## THE EXERCISE:
Pull out every line in the entries below that contains the string "sleeve" and copy each of those lines. Upper- and lowercase letters must match.

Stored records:
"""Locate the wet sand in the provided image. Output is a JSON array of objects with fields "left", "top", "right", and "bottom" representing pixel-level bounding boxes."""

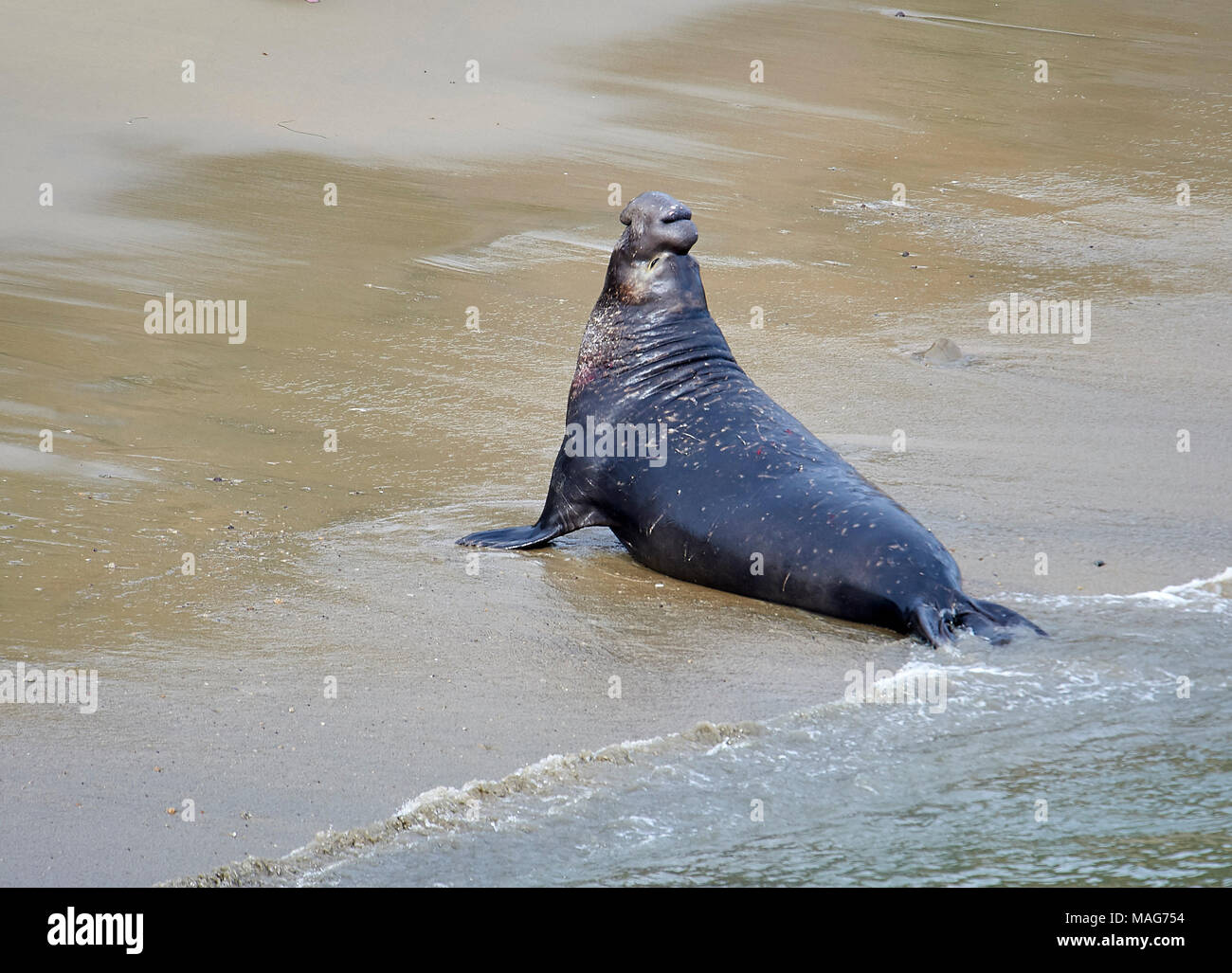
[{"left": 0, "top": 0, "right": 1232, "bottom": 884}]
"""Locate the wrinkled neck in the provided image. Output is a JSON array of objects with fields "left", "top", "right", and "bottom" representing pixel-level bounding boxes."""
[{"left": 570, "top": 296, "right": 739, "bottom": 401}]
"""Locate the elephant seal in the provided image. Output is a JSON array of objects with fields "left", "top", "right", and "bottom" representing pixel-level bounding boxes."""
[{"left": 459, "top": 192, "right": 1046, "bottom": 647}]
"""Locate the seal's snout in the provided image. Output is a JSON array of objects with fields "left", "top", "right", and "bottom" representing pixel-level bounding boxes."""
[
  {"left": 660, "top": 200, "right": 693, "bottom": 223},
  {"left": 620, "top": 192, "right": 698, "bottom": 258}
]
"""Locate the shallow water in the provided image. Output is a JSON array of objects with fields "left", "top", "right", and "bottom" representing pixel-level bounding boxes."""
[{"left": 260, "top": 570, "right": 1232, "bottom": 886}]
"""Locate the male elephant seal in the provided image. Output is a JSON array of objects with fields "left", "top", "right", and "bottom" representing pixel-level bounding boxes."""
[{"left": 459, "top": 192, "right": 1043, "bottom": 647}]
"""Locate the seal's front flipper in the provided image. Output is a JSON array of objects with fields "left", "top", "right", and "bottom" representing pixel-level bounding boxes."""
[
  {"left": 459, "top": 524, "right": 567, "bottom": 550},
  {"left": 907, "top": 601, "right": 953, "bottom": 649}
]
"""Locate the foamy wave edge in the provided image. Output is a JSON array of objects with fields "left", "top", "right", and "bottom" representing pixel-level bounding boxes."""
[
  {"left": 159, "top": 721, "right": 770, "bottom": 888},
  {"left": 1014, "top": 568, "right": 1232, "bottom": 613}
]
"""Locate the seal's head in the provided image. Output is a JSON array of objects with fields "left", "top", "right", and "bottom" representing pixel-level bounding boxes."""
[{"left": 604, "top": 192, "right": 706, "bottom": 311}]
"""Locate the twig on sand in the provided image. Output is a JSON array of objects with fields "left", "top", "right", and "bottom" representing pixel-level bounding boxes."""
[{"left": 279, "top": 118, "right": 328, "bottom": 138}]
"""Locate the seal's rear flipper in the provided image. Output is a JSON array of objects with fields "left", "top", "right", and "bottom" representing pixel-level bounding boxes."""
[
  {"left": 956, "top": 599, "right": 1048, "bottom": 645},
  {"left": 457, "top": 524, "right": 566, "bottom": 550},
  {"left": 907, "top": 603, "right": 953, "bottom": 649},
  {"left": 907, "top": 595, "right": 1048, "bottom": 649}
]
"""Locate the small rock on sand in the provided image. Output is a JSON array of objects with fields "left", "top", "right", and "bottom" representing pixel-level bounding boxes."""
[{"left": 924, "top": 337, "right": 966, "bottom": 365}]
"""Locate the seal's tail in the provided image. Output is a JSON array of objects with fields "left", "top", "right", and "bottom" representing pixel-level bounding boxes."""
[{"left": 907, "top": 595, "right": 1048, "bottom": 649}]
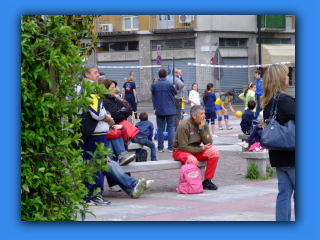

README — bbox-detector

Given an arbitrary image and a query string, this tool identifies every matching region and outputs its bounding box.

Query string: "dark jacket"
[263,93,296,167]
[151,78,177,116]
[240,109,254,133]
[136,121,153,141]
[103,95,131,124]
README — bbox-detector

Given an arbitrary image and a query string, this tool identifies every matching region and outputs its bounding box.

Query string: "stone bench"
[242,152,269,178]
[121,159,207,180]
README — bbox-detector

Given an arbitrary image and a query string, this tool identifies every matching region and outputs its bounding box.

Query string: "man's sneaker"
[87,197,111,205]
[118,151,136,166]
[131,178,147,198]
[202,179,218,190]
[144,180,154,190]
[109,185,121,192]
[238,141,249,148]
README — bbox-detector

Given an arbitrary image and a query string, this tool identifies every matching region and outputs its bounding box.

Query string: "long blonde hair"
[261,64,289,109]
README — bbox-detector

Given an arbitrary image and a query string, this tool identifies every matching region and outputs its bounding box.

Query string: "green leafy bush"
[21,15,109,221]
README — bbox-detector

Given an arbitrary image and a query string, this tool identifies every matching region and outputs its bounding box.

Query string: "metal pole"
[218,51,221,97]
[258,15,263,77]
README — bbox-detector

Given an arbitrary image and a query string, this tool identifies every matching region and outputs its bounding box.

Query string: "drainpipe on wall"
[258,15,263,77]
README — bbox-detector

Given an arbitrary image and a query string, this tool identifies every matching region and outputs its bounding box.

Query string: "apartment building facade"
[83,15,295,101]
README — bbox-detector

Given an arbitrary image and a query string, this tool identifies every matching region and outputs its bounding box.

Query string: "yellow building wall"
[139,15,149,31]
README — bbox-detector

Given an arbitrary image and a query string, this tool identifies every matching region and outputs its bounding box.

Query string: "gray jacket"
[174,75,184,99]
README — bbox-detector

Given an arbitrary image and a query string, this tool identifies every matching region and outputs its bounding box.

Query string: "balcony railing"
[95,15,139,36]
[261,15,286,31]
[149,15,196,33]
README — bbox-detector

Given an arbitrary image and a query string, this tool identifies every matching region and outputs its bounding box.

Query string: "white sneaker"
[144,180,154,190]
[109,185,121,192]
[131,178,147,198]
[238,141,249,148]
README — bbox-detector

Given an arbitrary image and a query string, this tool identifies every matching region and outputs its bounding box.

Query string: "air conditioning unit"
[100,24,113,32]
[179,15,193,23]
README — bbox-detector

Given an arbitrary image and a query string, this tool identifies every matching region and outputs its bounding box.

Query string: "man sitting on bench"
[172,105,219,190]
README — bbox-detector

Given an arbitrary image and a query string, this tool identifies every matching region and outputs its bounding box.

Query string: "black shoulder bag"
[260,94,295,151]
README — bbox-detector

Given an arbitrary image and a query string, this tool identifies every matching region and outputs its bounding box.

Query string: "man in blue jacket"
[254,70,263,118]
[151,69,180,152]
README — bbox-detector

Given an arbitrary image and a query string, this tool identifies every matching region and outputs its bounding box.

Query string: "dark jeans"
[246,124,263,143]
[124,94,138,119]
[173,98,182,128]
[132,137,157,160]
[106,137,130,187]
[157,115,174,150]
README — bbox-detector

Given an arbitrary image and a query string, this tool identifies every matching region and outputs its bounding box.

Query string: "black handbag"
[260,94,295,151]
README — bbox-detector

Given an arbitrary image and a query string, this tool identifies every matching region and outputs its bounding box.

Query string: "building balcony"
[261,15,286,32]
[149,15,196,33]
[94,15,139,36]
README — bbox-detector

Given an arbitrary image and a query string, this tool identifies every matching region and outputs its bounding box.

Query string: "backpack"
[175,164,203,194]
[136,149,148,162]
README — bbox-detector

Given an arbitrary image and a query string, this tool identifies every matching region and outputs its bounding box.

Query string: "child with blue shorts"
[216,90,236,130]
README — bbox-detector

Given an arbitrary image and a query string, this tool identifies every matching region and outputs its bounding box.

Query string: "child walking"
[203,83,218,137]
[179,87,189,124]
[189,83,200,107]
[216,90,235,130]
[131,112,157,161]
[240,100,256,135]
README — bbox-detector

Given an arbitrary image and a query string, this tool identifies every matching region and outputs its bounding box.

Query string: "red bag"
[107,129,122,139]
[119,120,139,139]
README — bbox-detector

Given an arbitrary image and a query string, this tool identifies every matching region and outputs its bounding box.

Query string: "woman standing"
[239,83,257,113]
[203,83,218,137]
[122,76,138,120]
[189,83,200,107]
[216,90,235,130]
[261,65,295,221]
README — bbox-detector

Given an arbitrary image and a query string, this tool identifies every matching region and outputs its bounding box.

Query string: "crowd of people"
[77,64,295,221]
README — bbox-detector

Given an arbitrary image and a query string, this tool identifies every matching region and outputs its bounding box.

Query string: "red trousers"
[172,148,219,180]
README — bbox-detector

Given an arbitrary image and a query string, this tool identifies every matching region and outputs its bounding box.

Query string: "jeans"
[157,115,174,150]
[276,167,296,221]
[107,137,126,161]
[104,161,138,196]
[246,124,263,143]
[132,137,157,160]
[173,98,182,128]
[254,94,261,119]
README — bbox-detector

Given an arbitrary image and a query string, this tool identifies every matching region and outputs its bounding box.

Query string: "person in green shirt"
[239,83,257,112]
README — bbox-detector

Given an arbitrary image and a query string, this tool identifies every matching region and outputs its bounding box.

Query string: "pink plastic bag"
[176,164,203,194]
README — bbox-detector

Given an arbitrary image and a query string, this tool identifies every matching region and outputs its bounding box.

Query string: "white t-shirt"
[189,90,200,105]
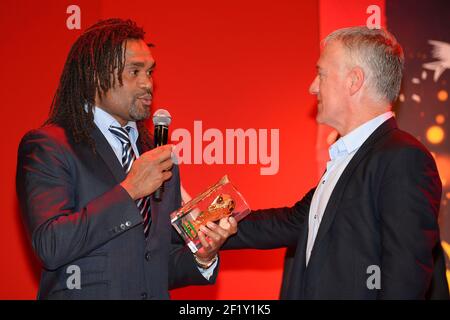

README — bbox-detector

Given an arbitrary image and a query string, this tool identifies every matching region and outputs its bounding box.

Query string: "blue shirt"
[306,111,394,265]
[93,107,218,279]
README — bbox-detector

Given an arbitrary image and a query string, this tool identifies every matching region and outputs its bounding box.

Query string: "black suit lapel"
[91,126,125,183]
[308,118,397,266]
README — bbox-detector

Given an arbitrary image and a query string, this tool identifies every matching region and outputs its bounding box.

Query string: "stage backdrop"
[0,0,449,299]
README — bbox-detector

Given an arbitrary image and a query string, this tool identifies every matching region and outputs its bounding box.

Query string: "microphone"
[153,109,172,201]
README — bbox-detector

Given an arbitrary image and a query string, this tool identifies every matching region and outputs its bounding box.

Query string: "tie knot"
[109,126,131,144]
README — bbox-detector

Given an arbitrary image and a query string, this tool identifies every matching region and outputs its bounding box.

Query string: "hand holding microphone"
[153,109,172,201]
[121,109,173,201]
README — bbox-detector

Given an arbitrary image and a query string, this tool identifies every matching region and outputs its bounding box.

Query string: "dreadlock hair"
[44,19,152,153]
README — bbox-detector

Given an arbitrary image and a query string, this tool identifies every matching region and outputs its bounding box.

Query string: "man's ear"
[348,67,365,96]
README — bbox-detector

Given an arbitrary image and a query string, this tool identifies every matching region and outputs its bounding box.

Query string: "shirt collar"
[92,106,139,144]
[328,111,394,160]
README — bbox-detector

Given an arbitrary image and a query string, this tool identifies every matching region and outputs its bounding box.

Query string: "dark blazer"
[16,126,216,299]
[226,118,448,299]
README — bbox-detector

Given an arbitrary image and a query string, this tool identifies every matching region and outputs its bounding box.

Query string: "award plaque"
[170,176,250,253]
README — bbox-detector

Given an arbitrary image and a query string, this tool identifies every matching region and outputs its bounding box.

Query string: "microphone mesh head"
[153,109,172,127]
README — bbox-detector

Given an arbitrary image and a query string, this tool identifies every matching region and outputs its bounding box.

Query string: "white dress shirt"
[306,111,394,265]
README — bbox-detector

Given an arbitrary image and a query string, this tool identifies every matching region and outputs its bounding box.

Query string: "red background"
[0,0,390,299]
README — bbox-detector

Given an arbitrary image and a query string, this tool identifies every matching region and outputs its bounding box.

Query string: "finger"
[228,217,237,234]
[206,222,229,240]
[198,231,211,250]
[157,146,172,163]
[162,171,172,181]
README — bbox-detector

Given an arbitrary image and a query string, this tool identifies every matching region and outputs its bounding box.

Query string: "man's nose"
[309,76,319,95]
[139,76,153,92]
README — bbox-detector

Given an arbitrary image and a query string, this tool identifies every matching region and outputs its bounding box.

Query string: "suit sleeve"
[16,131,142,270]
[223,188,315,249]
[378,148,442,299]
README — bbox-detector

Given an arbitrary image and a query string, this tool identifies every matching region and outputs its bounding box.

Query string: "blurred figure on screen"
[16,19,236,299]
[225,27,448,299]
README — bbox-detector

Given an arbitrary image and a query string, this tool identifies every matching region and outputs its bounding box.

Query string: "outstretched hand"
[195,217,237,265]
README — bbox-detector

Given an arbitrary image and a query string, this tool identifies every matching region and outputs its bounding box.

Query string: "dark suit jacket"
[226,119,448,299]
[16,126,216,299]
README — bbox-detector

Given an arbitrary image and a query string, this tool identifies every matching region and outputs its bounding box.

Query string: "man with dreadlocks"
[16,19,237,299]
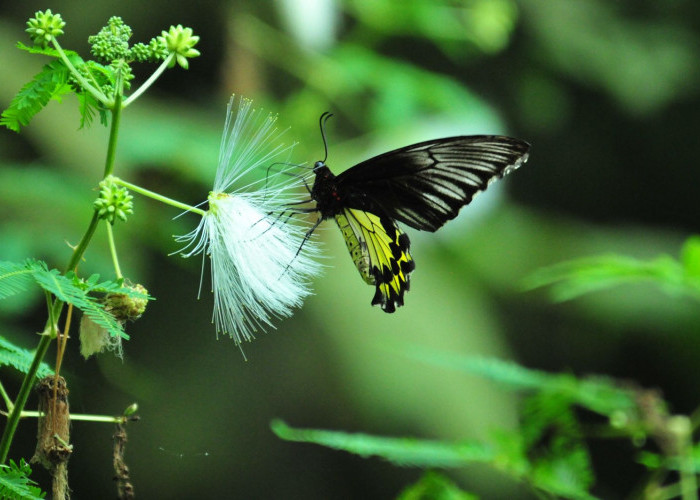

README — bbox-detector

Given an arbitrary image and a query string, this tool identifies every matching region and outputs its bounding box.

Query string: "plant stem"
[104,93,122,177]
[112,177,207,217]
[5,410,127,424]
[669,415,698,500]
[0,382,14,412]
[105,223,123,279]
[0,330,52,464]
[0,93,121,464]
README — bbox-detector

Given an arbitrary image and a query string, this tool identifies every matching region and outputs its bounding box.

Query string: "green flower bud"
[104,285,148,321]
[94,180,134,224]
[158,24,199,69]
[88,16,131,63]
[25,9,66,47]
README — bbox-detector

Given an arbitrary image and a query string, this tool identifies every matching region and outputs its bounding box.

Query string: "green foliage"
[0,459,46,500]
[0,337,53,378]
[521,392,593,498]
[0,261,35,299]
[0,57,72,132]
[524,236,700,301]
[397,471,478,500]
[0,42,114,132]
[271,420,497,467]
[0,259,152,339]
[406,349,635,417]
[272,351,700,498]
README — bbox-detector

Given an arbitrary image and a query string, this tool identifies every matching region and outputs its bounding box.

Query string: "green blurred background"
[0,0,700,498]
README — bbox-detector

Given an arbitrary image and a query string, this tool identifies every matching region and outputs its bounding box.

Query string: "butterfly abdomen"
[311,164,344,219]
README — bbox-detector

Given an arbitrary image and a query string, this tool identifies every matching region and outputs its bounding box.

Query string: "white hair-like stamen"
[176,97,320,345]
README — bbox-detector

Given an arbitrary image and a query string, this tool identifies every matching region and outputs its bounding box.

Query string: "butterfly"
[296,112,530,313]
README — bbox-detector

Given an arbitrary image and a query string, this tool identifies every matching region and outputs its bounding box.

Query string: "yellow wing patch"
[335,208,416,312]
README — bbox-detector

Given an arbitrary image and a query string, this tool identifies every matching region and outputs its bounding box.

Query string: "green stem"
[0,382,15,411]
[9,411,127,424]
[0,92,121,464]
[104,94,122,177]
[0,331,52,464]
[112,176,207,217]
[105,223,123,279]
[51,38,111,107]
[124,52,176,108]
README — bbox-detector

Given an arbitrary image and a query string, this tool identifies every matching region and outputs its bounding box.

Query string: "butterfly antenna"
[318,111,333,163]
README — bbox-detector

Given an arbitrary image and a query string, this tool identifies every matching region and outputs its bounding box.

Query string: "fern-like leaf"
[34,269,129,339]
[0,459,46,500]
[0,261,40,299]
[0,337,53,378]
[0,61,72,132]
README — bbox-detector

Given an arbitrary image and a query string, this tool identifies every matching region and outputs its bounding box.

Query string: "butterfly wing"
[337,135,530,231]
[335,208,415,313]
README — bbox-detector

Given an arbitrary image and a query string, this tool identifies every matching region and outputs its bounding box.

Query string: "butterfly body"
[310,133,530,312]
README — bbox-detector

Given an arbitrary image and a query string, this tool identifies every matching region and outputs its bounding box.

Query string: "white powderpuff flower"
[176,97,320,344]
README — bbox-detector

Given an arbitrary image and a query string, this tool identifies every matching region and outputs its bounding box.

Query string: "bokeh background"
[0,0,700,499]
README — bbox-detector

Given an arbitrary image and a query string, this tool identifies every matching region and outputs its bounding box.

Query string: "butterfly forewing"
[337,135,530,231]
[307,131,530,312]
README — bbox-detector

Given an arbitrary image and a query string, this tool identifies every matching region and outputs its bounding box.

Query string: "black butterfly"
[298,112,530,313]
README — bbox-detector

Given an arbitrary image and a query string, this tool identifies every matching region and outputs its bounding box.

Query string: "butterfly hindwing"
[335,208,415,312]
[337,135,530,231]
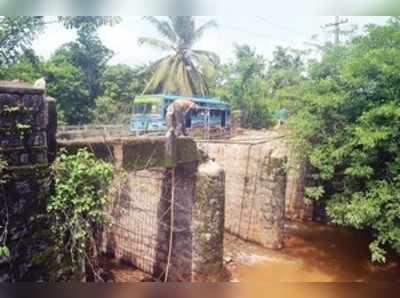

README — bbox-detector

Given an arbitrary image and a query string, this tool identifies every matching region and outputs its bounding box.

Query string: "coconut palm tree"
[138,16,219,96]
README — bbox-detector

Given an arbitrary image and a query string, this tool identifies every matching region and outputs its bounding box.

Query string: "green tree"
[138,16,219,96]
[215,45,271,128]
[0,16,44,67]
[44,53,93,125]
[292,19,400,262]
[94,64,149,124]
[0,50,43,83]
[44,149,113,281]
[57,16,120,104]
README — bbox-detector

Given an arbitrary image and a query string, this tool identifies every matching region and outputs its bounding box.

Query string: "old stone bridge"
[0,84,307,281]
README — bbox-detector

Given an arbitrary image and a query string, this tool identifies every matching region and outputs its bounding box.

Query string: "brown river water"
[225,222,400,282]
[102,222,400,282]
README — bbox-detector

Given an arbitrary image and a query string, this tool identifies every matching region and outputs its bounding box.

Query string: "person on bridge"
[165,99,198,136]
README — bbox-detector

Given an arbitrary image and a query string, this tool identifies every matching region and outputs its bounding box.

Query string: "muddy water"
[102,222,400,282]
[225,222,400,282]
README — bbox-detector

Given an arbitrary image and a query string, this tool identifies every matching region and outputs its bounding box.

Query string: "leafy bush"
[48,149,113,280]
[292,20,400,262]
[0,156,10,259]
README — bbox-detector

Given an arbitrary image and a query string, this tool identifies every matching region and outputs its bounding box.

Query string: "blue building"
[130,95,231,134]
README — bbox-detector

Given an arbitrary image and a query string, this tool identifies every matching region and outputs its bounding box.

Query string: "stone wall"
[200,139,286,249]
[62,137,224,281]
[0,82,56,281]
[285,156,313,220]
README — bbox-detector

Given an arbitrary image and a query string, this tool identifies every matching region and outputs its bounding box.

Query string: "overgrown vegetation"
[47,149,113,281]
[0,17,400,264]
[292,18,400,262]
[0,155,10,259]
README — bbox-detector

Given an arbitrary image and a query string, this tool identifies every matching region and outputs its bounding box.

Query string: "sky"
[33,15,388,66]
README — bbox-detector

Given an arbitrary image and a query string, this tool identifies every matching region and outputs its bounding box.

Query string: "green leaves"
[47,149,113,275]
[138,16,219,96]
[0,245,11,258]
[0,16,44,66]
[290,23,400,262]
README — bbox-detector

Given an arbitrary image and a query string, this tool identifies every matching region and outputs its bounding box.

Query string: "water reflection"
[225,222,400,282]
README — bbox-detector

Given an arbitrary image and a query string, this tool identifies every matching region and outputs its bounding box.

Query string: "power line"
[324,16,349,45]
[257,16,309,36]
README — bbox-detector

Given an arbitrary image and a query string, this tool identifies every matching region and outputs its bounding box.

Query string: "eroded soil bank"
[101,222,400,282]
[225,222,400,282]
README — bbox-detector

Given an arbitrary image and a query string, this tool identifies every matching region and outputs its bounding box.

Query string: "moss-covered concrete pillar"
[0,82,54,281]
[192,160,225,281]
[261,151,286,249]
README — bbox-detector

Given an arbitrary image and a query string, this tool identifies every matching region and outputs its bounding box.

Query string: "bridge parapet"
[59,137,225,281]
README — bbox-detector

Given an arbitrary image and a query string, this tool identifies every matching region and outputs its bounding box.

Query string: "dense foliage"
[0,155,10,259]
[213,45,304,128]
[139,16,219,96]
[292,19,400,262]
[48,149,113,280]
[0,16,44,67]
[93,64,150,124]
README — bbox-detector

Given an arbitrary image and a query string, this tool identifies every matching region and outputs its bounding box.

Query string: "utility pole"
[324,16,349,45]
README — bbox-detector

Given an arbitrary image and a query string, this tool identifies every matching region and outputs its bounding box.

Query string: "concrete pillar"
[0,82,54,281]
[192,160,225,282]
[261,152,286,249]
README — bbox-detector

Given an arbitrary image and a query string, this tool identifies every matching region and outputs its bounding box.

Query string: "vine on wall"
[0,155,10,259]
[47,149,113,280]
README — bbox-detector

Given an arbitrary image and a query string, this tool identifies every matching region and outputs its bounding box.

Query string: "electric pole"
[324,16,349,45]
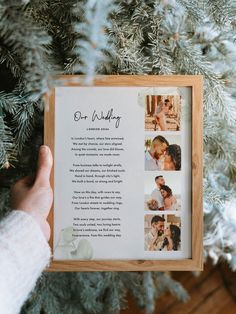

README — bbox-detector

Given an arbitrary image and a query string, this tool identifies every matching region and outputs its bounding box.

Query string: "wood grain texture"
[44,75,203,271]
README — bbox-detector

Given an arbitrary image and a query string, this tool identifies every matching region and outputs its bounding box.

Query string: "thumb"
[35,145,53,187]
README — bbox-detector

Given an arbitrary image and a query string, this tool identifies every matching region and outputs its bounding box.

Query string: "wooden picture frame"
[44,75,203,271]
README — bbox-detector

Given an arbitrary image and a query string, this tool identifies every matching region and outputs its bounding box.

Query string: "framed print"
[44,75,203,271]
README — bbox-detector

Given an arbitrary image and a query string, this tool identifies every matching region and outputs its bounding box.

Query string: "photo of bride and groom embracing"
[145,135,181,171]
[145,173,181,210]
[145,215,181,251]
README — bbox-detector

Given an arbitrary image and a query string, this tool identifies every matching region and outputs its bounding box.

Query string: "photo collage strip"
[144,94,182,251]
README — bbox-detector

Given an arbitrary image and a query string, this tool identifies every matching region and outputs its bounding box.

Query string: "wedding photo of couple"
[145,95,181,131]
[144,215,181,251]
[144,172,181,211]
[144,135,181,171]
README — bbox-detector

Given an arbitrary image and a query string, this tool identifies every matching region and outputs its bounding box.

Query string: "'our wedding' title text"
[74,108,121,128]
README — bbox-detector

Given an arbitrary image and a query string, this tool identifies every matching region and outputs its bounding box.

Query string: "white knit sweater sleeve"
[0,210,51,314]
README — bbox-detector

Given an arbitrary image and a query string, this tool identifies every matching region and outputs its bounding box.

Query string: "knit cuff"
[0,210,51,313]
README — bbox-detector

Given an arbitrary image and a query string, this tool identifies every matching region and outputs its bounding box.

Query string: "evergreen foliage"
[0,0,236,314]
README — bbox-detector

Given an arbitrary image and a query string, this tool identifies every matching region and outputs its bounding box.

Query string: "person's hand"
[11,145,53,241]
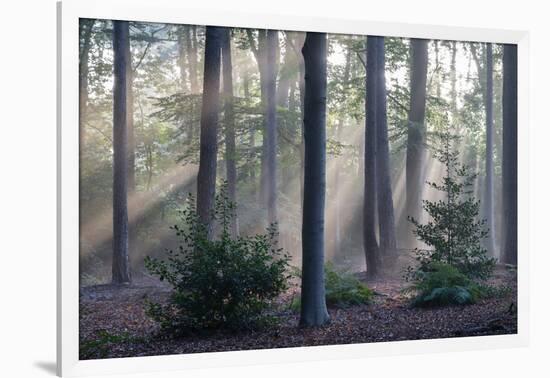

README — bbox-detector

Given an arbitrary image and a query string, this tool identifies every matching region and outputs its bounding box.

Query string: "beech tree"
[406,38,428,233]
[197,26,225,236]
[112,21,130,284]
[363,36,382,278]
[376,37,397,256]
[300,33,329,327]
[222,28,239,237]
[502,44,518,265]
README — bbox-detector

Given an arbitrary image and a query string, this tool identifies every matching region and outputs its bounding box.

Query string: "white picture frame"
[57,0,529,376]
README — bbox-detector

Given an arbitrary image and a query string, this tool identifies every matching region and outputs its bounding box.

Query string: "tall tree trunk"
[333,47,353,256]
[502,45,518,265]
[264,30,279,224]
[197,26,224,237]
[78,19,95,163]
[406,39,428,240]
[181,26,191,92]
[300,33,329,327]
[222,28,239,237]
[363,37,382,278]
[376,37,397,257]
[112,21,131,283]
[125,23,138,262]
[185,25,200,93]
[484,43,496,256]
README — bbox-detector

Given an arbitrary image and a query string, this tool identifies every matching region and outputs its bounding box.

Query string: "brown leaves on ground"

## COMPLETE RESPONSE:
Query string: "suit sleeve"
Query string: "white knit sweater sleeve"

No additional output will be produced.